#### Lesetext:
------

Die Letsplayer verkörpern ein typisches Genre, das es im »echten« Fernsehen nie schaffen konnte, weil immer irgendeinem Erwachsenen die teure Sendezeit dafür zu schade war. Auf Youtube funktionieren solche Formate aber hervorragend: Weil die Plattform nie etwas löschen muss und ständig Neues hinzukommt, wird sie laufend noch interessanter! Denn hat man einen neuen Lieb-lings-Youtuber oder eine neue Lieblings-Youtuberin ausgemacht, kann man oft erst einmal Hunderte Stunden rückwärts gucken. Und genau deshalb hat für fast alle Kinder Youtube den Wettbewerb mit dem »normalen Fernseher« inzwischen haushoch gewonnen: Es läuft einfach immer sofort was Lustiges – auf ARD, ZDF, RTL und Co. dagegen fast nie! Manche Kinder würden, wenn sie dürften, sofort mehr Zeit mit ihren Lieblings-Youtubern verbringen als mit ihren Eltern. Ich bin mir aber sicher, liebe Eltern: Wir hätten Youtube als Kinder auch geliebt. Sehr sogar.
Tiktok: Feuerwerk der Sensationen!

------

#### Bereitgestelltes Material:
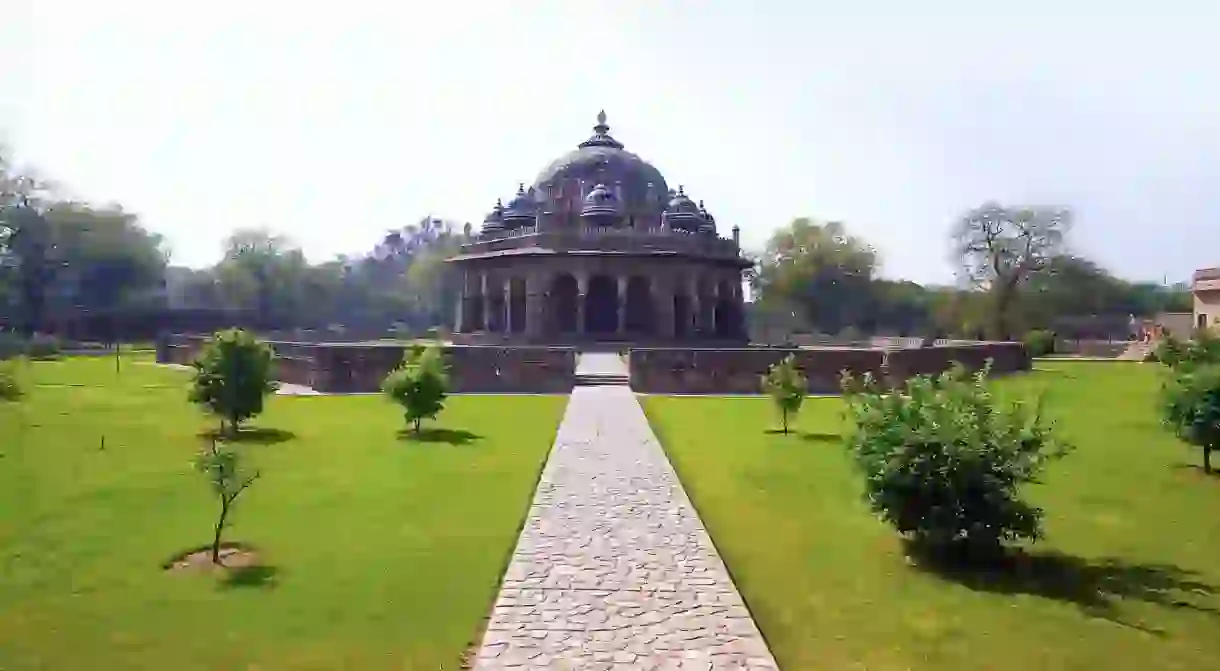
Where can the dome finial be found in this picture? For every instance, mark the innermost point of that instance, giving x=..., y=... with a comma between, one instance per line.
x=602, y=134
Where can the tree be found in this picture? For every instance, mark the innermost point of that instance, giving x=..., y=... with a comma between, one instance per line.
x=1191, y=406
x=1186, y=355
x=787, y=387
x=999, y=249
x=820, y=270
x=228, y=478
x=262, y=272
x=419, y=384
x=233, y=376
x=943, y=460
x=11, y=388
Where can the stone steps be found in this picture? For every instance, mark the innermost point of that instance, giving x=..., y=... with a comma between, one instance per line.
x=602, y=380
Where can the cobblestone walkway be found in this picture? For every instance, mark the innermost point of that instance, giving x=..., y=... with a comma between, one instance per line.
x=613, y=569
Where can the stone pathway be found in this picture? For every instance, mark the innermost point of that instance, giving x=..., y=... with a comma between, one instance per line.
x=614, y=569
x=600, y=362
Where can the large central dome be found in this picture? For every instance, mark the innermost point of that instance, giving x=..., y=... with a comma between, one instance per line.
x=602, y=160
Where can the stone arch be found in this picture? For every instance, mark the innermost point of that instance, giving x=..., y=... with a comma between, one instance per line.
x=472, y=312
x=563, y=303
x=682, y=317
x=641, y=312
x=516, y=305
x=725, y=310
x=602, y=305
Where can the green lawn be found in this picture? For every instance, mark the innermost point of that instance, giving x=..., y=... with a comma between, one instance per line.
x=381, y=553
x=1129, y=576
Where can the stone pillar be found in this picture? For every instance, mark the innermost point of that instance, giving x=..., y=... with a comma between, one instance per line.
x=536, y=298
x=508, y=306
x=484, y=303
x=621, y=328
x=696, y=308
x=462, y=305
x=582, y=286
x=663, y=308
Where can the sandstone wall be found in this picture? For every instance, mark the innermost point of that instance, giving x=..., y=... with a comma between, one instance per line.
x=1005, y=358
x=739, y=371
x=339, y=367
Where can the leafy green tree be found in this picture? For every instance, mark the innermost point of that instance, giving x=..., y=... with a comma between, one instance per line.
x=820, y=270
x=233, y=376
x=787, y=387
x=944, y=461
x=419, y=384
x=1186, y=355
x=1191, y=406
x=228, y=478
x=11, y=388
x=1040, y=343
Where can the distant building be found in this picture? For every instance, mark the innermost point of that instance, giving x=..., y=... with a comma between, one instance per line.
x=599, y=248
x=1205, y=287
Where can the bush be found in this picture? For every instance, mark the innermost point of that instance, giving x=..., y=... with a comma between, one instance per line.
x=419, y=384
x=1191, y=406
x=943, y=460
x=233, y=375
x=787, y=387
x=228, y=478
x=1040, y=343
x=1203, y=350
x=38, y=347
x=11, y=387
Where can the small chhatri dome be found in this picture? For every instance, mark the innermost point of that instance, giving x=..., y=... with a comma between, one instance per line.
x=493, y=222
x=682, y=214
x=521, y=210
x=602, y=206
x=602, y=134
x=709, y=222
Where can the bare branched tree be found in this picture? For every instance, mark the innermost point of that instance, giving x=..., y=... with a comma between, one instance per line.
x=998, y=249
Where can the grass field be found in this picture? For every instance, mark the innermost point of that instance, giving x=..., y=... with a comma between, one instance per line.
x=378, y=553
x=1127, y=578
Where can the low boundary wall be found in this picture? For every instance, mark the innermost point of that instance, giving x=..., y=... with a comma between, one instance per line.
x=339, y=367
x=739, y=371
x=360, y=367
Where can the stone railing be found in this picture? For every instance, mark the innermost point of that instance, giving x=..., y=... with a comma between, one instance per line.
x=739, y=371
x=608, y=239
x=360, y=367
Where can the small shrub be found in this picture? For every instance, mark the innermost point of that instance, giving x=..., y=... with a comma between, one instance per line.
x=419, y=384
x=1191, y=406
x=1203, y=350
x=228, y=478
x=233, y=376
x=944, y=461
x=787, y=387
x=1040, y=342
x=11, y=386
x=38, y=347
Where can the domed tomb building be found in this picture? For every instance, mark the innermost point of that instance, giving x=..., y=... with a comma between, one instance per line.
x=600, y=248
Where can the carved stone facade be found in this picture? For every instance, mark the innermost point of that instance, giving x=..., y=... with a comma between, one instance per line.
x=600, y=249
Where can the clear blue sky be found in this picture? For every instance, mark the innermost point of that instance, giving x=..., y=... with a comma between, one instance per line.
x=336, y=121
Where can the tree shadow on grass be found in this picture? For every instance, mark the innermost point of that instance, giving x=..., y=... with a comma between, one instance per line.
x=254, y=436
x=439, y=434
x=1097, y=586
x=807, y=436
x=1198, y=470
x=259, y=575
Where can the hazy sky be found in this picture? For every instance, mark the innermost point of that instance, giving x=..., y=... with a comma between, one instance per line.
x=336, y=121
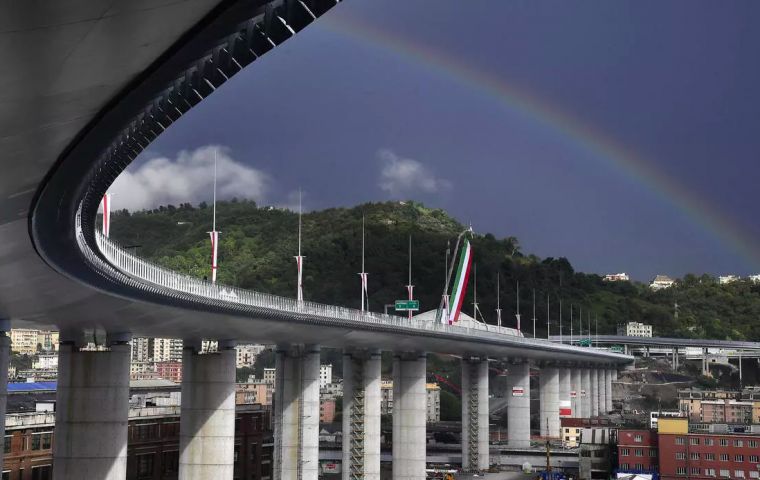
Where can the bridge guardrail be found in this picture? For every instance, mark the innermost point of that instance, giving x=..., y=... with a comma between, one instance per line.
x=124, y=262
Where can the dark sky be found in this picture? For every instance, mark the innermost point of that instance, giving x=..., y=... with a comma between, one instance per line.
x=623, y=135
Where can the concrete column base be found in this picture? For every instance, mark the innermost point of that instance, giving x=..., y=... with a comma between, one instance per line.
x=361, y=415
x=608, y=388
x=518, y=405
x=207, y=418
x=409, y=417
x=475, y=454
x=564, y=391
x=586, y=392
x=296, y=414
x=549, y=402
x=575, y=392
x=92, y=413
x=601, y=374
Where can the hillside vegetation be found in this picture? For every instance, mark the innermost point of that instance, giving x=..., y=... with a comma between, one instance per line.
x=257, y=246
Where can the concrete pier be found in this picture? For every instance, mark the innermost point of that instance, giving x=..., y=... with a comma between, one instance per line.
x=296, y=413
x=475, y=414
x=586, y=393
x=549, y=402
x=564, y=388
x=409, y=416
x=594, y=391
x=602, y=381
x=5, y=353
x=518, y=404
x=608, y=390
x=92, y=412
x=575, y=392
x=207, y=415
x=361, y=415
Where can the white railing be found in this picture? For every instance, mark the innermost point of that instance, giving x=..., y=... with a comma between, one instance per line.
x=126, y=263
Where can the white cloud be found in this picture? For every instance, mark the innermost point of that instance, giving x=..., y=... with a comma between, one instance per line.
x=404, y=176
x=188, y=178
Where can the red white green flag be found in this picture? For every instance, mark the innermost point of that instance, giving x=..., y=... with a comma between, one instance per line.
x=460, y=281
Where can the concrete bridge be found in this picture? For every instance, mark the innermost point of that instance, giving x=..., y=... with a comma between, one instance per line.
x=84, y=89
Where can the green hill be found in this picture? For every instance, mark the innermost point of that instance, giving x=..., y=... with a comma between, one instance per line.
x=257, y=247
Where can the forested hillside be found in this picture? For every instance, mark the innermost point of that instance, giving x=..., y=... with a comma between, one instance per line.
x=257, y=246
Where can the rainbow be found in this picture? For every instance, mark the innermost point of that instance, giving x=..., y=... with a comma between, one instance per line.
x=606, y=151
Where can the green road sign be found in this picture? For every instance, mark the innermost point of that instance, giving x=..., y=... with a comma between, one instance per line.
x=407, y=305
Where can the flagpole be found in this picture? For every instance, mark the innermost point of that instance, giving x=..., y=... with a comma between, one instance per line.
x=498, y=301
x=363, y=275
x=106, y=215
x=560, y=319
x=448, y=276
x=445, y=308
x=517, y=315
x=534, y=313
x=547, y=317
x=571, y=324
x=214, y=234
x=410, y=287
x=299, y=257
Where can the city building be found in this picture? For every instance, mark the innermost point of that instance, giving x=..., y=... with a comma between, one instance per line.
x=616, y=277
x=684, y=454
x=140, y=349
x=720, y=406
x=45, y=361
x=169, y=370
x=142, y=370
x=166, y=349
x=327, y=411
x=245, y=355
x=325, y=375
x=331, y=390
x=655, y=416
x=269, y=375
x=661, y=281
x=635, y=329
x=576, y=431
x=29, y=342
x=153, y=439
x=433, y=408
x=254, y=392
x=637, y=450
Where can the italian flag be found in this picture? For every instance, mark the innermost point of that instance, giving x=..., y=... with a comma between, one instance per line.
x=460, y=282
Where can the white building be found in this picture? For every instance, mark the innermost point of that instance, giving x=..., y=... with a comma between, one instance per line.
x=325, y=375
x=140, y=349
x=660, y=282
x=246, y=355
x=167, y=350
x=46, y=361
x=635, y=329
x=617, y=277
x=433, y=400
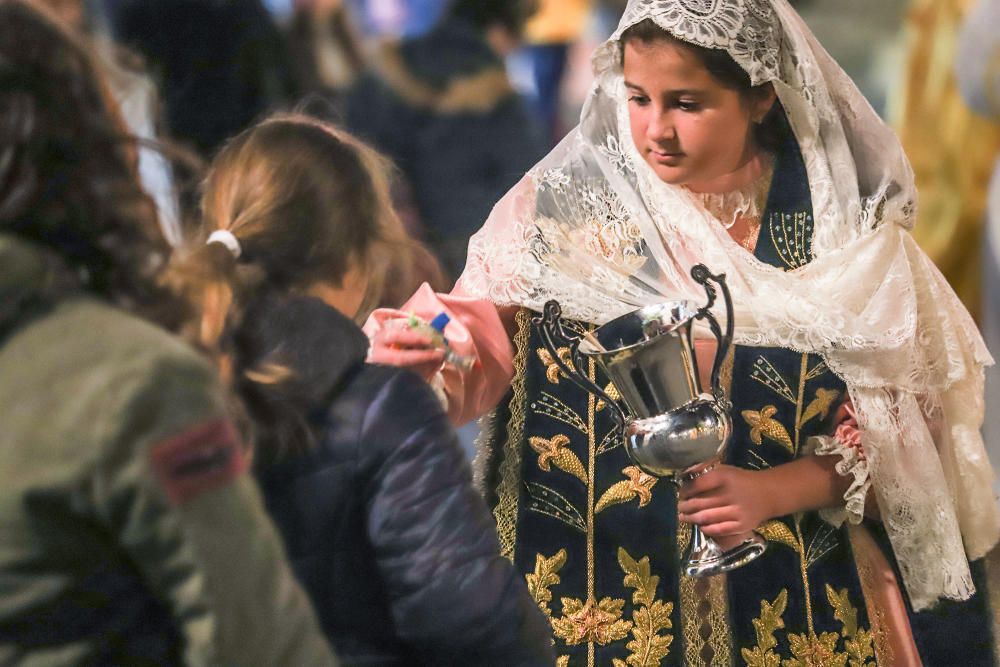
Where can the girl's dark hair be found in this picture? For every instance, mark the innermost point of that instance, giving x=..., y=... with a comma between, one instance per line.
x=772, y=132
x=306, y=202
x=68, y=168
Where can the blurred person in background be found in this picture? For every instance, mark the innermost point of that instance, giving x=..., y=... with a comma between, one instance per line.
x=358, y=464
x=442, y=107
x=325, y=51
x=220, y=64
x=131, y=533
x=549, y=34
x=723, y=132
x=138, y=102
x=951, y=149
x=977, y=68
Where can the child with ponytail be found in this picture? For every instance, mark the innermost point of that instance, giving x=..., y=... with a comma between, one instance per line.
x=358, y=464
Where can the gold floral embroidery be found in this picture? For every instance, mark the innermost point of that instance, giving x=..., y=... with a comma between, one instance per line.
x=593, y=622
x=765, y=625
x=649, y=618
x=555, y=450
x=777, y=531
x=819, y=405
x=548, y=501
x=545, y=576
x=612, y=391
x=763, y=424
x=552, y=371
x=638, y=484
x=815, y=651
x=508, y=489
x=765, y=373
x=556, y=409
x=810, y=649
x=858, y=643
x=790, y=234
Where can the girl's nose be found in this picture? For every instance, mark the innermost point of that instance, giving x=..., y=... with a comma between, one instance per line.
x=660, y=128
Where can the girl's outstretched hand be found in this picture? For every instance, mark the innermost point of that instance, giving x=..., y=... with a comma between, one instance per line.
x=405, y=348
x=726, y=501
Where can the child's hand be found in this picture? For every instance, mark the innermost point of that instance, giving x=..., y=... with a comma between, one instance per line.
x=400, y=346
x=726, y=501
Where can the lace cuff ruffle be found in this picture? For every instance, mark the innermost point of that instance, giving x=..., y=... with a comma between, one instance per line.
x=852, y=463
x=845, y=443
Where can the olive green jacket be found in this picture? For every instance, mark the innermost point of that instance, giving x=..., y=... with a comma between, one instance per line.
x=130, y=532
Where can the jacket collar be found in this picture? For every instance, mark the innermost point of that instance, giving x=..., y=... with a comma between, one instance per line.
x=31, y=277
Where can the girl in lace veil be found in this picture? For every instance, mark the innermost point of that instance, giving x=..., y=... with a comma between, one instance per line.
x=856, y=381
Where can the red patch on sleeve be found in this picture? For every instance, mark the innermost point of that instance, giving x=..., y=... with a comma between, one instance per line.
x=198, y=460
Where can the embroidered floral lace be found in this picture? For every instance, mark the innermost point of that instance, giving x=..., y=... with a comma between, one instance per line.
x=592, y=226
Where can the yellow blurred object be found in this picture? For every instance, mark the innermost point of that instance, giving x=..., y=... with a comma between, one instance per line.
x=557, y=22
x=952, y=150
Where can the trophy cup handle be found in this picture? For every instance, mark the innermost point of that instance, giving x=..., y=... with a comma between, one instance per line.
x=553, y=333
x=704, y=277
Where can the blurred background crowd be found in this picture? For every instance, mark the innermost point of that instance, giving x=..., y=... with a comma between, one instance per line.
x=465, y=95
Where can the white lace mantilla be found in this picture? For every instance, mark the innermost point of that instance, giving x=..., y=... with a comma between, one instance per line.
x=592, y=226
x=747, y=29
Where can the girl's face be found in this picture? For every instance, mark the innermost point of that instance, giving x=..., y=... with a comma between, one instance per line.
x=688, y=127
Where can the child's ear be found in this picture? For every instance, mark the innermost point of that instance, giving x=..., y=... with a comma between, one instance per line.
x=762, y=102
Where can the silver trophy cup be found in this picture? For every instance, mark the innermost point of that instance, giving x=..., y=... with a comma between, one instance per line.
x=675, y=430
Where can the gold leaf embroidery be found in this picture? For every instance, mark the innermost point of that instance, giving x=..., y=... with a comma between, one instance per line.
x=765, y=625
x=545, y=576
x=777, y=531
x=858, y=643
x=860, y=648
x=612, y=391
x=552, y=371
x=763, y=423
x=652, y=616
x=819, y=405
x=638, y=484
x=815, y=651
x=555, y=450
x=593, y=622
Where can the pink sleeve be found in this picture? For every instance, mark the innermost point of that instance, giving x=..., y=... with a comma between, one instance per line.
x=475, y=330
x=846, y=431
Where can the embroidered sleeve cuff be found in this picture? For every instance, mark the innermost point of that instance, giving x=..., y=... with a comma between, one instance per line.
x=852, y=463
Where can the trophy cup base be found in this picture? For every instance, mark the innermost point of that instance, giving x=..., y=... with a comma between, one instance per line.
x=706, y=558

------

#### Aufgaben:
(1) Warum hat es das Genre der Letsplayer laut dem Lesetext über Kinder und Videoplattformen nie ins »echte« Fernsehen geschafft?
(2) Setzen Sie den Lesetext über Kinder und Videoplattformen im Anschluss an seine letzte Zeile fort.

#### Lösungen:
(1) Weil immer irgendeinem Erwachsenen die teure Sendezeit dafür zu schade war.

(2)
Auf welcher App können Kinder einen Cybertruck sehen, der sich auf einer Sanddüne überschlägt, eine sexy Bauchtanz-Challenge, eine Bowling-Kugel, die in Zeitlupe von einer Hydraulik-Presse zerquetscht wird, einen supercoolen Fußball-Trick UND einen Polizisten, der volle Kanne eine Sahnetorte ins Gesicht bekommt – das Ganze auch noch innerhalb einer Minute? Tiktok hat mit seinem Trommelfeuer der Sensationen in den letzten Jahren einen beispiellosen Run bei der Jugend der Welt hingelegt und inzwischen über eine Milliarde Nutzer gewonnen (außerhalb von China!) – davon in Deutschland etwa 20 Millionen. Und natürlich hat sich inzwischen auch in unseren Grundschulen herumgesprochen, dass auf Tiktok wirklich viel geboten ist.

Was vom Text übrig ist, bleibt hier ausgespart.